Source extract:
----------------------------------------

COEUR d'ALENE - How important are the rights and the dignity of others? Is it important enough to risk your life?

Fifth-grade students in Coeur d'Alene and Post Falls learned about people who responded affirmatively to those challenges during the 27th annual Human Rights Celebration on Friday at North Idaho College.

While the bulk of the program featured an interactive play on the 1960s civil rights movement, both the presenter and moderators reminded students that respecting and helping those who are bullied or discriminated against remains important today.

"If we see others put down, we have a responsibility to take a stand, in our words and in our actions," said Sharon Hanson, principal at Borah Elementary, during her introduction to the play.

Dior Davenport, a performance artist with The Living Voices group of Seattle, presented "The Right to Dream," a 45-minute program that combined audio and video footage of civil rights demonstrations in Mississippi and Alabama with the fictional story of Ruby Hollis.

Before portraying Hollis, Davenport asked students about Rosa Parks and explained that her refusal to give up her seat to a white bus rider sparked a bus boycott, sit-ins and demonstrations which ultimately led to the passing of the Voting Rights Act in 1965.

"As you're watching, think about what would be important enough for you to fight for," Davenport said.

The play portrayed how blacks like Ruby were forced to attend separate schools, endured segregated public facilities like movie theaters and lunch counters, and were prevented from voting due to unevenly applied voter registration tests.

As Ruby grows up in the 1950s and 1960s, she becomes involved in SNCC - the Student Nonviolent Coordination Committee - which organized civil rights protests throughout the South and helped fund black voter registration drives.

Ruby's family members and friends are woven into the history of the civil rights movement, and the play concludes with Ruby's father, a World War II combat veteran, being killed back in his Mississippi hometown after he marched from Selma to Montgomery, Ala., in 1965.

While Ruby mourns for her father, she also is proud that "he did not die as a broken man."

Friday's program included a musical interpretation of the song, "Don't Laugh at Me," by 19 students from Skyway Elementary School.

The song tells the story of kids who have been bullied or embarrassed by being different, said Teri Hamilton, the Skyway physical education teacher who directed the performance.

Friday's event, held each year in conjunction with Martin Luther King Jr. Day, is co-sponsored by the school districts, the Kootenai County Task Force on Human Relations, the Human Rights Education Institute and North Idaho College.

----------------------------------------

Data records:
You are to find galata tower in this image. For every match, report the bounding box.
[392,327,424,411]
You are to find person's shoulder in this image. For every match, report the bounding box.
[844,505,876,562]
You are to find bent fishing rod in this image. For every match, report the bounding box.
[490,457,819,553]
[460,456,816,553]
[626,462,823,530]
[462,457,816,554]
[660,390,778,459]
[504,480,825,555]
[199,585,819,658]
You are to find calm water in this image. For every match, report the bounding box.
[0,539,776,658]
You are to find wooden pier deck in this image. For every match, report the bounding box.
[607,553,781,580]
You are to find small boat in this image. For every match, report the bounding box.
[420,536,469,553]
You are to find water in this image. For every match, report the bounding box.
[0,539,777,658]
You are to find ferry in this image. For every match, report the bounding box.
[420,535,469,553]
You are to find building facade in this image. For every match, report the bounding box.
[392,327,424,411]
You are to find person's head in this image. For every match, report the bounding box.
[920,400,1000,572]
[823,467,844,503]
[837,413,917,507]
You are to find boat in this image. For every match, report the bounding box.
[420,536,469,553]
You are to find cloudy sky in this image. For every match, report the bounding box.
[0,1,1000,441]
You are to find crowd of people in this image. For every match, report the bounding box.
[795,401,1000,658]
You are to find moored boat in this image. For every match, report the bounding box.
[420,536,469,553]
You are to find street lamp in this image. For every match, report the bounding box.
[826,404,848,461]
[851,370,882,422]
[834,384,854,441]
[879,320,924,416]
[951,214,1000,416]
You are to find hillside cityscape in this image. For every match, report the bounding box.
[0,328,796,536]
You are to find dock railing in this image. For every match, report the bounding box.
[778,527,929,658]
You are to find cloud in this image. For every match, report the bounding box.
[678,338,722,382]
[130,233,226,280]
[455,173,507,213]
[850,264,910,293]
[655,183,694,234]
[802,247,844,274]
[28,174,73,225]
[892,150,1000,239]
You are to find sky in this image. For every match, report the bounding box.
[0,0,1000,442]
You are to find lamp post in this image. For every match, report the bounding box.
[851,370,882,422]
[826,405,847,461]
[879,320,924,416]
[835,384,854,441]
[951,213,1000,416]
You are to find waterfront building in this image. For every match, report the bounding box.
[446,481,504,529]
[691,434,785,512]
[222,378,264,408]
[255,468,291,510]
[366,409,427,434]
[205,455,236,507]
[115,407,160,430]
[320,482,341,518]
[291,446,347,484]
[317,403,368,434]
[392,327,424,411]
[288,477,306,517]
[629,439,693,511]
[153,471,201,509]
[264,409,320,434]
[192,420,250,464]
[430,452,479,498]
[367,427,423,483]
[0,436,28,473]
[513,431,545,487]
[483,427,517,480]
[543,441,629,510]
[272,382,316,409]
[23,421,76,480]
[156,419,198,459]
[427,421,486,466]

----------------------------------------

Short problem:
Transcribe the part of the Human Rights Celebration article starting at "Dior Davenport, a" and ending at "of Ruby Hollis.". The records are separate material and have nothing to do with the article on the Human Rights Celebration.

Result of the task:
Dior Davenport, a performance artist with The Living Voices group of Seattle, presented "The Right to Dream," a 45-minute program that combined audio and video footage of civil rights demonstrations in Mississippi and Alabama with the fictional story of Ruby Hollis.